Evergold Amends Previously Announced $3.5 Million Private Placement Financing to Enable Participation by Existing Shareholders
NOT FOR DISTRIBUTION TO U.S. NEWSWIRE SERVICES OR FOR RELEASE, PUBLICATION, DISTRIBUTION OR DISSEMINATION DIRECTLY, OR INDIRECTLY, IN WHOLE OR IN PART, IN OR INTO THE UNITED STATES
Toronto, Ontario -- August 28, 2020 -- Evergold Corp. ("Evergold" or the "Company") (TSX-V: EVER, OTC: EVGUF, FRA: 5EG) is pleased to announce, further to shareholder inquiries, that it has amended the $3.5 million non-brokered private placement financing (the “Offering”) announced on August 26, 2020, to allow for participation by existing shareholders under the “Existing Shareholder Exemption” as described below. The Company also announces a change in price of the flow-through shares (“FT Shares”) component of the Offering to $0.60 per FT Share.
“We’re happy to extend the Offering to existing shareholders using this mechanism, as it makes the financing more democratic,” said Kevin Keough, President and CEO. “We appreciate their continued support.”

Data records
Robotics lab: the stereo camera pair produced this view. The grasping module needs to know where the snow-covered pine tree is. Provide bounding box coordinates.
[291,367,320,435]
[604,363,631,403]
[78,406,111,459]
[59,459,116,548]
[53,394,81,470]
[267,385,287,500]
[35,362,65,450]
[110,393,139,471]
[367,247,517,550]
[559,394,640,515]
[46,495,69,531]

Requirements
Print the Evergold financing announcement text verbatim, starting with "Evergold Amends Previously" and going on through "per FT Share.".

Solution to this task
Evergold Amends Previously Announced $3.5 Million Private Placement Financing to Enable Participation by Existing Shareholders
NOT FOR DISTRIBUTION TO U.S. NEWSWIRE SERVICES OR FOR RELEASE, PUBLICATION, DISTRIBUTION OR DISSEMINATION DIRECTLY, OR INDIRECTLY, IN WHOLE OR IN PART, IN OR INTO THE UNITED STATES
Toronto, Ontario -- August 28, 2020 -- Evergold Corp. ("Evergold" or the "Company") (TSX-V: EVER, OTC: EVGUF, FRA: 5EG) is pleased to announce, further to shareholder inquiries, that it has amended the $3.5 million non-brokered private placement financing (the “Offering”) announced on August 26, 2020, to allow for participation by existing shareholders under the “Existing Shareholder Exemption” as described below. The Company also announces a change in price of the flow-through shares (“FT Shares”) component of the Offering to $0.60 per FT Share.